125. There is no basis for Mr Hogan to resist the application of the doctrine of res judicata with regard to the issues that were decided in the Tarbutus Proceedings.
126.There is no valid basis to distinguish the issues determined in the Tarbutus Proceedings or avoid the finality of the outcome on those issues. I am satisfied that the doctrine of res judicata applies with regard to the issues sought to be ventilated against Tarbutus in these Proceedings. I am also satisfied that Chartered is an agent and privy of Tarbutus for the purpose of these Proceedings and is named as a party solely and exclusively in that capacity. Consequently, the determinations in the Tarbutus Proceedings operate to bar the pursuit of these Proceedings against Chartered as well as against Tarbutus.
127. On this ground, these Proceedings are bound to fail as against the Tarbutus Defendants and have no reasonable chance of succeeding against those parties, as the issues and reliefs sought are identical to those determined in the Tarbutus Proceedings. The issues and claims on which Mr Hogan relies on in these Proceedings in seeking relief against the Tarbutus Defendants have been finally and conclusively determined and cannot be revisited or re-argued. For this reason, there is no reasonable prospect of these Proceedings succeeding against Tarbutus. The Proceedings against Tarbutus are now bound to fail within the meaning of Order 19, Rule 28 and are struck out on that basis.
128. Counsel for Tarbutus also relied on the attacks on Mr Murray and states that this is evidence of an improper motive (applying Houston [22]) such as to justify the strike-out the Proceedings. While multiple proceedings seeking to malign and impugn legal representatives can be indicative of abusive litigation, there is in fact nothing in the plenary summons and only relatively limited pleadings in the statement of claim in this case regarding Mr Murray. Mr Murray is not currently a party to the Proceedings and leave to join him as a notice party is refused in this Judgment. While numerous allegations are made about Mr Murray in the context of the Plaintiff's Motion, the Motion cannot expand the scope of the Proceedings (as I already noted in refusing some of the orders sought by Mr Hogan in his own motion). For these reasons, there is no justification for striking out the Proceedings based on the references to Mr Murray in the Statement of Claim and the submissions and affidavit presented by Mr Hogan to substantiate his (unsuccessful) Motion. In any event, the Proceedings are properly struck out as against the Tarbutus Defendants on other grounds.
129. A final matter to address is that Mr Hogan's Motion includes a bare reference to amendments to the Statement of Claim. While regard should be had to a possibility that proceedings may be amended to render a vulnerable case stateable , it is not for the Court to seek to identify the possible amendments:
"...it is not for this Court to try and identify amendments that might conceivably save the proceedings as they stand in circumstances where no amendments have been put before the Court, either by way of the plaintiff's 29 January 2018 affidavit grounding his application to amend his statement of claim or otherwise. As said by Haughton J. writing for this Court in Fulham v. Chadwicks Limited & Ors [2021] IECA 72 after reviewing the relevant caselaw, the exercise of the jurisdiction to permit an amendment to 'save the action' required that 'the claimant or his/her lawyers will usually be required to intimate an intention to amend, or at least the general nature of the amendment suggested in response to the motion to dismiss'." (McAndrew v. Launceston Finance Property DAC [2023] IECA 43 [91] per Faherty J, Barniville and Ni Raifeartaigh JJ concurring)

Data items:

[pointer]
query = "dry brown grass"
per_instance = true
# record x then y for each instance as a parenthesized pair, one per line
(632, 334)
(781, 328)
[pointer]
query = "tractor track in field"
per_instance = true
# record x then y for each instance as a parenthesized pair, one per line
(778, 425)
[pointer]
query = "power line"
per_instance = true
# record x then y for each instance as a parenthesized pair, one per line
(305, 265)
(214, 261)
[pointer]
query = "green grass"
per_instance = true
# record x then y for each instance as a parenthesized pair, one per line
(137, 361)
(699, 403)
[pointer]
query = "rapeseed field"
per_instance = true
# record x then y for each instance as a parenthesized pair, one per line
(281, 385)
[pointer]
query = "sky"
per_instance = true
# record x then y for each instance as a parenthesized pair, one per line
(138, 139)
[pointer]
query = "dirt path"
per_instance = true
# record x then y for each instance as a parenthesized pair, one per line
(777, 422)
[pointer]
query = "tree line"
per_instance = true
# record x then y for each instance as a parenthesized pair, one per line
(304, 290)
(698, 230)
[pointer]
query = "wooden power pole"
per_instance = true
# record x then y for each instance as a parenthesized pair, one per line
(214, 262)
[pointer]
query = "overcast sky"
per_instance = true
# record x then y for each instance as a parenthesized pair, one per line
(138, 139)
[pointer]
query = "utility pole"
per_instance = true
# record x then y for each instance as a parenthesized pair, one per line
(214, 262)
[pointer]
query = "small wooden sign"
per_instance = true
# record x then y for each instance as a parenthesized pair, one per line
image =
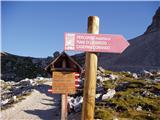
(63, 82)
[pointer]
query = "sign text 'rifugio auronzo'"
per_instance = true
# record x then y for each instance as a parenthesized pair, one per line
(95, 42)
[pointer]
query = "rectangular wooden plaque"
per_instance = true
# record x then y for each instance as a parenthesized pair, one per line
(63, 82)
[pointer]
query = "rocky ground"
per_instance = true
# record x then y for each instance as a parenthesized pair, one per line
(119, 96)
(123, 96)
(38, 105)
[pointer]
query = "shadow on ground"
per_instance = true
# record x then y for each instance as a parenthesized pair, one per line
(49, 114)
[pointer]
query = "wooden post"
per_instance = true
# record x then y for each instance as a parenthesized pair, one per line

▶ [Problem description]:
Answer these questions using the judgment excerpt.
(a) In what capacity does the court find that Chartered is named as a party?
(b) Under which order and rule are the proceedings against Tarbutus struck out?
(c) What does the judgment decide about leave to join Mr Murray as a notice party?

▶ [Result]:
(a) Chartered is named solely and exclusively as an agent and privy of Tarbutus.
(b) Order 19, Rule 28.
(c) Leave to join him as a notice party is refused.